• _Problem statement_
Your answer must be the lines of the entries below, exactly as written, from the first line through the line containing "Locate the suit jacket, then".

● ● ●

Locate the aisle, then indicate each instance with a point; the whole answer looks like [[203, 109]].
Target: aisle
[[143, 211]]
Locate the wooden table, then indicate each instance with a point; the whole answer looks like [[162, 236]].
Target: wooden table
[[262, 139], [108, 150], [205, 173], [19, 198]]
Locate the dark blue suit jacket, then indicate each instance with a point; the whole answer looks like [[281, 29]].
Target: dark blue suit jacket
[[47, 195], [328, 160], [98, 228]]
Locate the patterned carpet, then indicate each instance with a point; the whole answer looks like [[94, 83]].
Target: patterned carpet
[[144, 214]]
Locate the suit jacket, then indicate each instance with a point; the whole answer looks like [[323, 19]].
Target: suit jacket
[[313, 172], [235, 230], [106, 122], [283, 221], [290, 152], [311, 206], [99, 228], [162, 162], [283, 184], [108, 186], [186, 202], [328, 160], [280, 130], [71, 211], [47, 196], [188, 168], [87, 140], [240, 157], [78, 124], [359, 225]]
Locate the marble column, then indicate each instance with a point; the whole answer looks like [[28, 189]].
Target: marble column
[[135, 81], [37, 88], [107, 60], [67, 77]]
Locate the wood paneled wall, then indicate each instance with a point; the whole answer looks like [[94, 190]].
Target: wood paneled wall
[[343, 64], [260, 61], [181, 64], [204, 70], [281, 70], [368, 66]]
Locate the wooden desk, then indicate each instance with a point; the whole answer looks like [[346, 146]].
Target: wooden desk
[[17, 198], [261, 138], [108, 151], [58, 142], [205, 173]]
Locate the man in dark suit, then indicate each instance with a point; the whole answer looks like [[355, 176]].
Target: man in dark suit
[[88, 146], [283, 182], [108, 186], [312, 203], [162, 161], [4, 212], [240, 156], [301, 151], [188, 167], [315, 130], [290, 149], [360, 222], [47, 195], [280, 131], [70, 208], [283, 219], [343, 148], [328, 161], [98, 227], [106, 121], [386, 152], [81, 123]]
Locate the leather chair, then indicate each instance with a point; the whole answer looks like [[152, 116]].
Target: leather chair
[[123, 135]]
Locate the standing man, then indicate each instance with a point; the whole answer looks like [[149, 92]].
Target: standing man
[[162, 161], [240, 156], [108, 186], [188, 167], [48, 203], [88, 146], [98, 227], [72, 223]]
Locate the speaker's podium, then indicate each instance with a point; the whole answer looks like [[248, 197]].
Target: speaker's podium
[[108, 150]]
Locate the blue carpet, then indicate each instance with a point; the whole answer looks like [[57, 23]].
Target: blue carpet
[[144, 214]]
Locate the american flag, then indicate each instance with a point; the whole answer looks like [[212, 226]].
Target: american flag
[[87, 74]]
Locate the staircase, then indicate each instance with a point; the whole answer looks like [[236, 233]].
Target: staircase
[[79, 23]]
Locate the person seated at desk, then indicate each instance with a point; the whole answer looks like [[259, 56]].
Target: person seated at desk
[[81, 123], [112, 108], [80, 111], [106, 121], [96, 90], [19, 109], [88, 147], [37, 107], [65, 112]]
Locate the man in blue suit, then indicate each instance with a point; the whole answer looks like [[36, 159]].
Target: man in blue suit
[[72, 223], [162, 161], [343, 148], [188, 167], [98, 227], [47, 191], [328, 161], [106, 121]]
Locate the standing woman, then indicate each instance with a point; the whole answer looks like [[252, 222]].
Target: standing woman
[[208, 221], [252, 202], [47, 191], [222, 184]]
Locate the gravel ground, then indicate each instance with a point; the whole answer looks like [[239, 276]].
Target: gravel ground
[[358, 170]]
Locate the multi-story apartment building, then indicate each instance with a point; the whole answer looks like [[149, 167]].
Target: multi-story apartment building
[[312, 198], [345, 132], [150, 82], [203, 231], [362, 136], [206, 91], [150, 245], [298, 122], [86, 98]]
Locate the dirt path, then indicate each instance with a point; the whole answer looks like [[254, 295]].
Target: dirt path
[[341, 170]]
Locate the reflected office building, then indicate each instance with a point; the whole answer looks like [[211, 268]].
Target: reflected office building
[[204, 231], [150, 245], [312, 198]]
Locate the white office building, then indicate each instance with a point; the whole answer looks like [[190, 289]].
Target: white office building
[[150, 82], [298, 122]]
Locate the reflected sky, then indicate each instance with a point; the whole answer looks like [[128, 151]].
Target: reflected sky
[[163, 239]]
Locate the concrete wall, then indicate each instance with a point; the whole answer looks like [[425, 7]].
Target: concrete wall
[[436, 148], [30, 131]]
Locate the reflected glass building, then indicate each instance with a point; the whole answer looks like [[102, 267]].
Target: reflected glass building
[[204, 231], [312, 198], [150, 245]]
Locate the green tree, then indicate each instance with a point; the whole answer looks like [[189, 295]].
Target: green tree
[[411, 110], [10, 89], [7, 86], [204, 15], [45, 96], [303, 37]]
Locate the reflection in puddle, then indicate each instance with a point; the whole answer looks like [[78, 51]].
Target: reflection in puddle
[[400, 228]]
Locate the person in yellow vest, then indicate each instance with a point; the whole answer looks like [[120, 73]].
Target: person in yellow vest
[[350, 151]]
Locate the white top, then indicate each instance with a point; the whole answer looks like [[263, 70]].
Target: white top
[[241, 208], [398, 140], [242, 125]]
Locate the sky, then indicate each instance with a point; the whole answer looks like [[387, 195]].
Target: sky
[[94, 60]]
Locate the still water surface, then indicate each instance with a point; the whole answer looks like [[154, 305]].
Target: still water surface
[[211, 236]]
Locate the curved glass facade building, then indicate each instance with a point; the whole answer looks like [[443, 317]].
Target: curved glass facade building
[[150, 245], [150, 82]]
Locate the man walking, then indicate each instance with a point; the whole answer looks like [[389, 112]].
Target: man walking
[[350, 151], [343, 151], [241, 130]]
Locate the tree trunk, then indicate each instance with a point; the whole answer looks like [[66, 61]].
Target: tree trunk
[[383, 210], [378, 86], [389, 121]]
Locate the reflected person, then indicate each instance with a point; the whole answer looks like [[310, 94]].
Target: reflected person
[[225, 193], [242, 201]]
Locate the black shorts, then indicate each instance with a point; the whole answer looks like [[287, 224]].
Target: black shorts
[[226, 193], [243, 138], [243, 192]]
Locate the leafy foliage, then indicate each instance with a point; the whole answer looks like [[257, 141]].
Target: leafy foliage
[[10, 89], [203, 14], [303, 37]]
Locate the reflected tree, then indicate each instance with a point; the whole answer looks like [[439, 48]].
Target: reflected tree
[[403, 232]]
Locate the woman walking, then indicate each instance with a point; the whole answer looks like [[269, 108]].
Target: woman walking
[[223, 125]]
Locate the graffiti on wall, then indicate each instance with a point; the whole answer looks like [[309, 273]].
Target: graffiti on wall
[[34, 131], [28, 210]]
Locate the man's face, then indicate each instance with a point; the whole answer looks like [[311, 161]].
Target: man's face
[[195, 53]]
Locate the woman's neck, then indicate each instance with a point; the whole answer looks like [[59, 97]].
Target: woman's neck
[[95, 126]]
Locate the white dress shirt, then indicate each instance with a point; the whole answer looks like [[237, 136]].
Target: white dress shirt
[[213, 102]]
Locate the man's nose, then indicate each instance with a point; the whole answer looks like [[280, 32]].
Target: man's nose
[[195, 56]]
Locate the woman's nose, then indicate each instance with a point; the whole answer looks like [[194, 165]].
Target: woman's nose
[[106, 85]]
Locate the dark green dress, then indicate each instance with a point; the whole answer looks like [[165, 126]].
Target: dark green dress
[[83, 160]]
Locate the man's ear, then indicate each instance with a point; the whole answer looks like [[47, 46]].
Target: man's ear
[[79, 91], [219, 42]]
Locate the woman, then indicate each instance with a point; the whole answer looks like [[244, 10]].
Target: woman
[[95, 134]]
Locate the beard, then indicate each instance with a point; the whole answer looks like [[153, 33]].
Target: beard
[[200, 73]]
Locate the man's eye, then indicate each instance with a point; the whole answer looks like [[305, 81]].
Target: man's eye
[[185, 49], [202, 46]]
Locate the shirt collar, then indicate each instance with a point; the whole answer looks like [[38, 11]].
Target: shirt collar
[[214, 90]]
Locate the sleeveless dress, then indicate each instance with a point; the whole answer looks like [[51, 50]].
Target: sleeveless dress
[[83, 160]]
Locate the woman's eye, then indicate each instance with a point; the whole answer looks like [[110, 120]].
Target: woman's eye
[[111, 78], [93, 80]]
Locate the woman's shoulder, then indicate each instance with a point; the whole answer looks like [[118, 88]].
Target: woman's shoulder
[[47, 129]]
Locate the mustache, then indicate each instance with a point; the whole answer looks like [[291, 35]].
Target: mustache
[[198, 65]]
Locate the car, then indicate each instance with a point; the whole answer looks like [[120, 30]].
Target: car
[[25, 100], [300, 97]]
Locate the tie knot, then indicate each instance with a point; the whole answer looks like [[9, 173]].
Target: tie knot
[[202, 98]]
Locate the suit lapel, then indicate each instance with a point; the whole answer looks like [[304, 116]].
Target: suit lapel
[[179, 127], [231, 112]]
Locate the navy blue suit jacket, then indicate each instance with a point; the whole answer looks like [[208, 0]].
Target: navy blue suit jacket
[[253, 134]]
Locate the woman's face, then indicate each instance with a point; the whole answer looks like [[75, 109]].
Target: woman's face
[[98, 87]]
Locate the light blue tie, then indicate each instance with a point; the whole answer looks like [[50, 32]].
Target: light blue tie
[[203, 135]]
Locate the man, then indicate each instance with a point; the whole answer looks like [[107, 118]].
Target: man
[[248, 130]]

● ● ●

• _Response to this exercise_
Locate the aisle, then indicate each instance with a point; the whole answer looks like [[203, 109]].
Target: aisle
[[143, 211]]
Locate the wooden table, then indicate each instance with a point; the whole answer looks like [[162, 236]].
Target: wooden table
[[262, 139], [108, 150], [205, 173], [19, 198]]
Locate the dark blue suit jacket, then indicate each instance with a point; the whole answer looks like [[281, 29]].
Target: dark blue suit jacket
[[47, 195], [328, 160], [98, 228]]
Locate the patterned carpet, then indicate each instance with a point; the whole answer looks like [[94, 83]].
Target: patterned carpet
[[144, 214]]
Locate the suit jacket, then indicate each instance with a point; the whole answer looks like [[323, 19]].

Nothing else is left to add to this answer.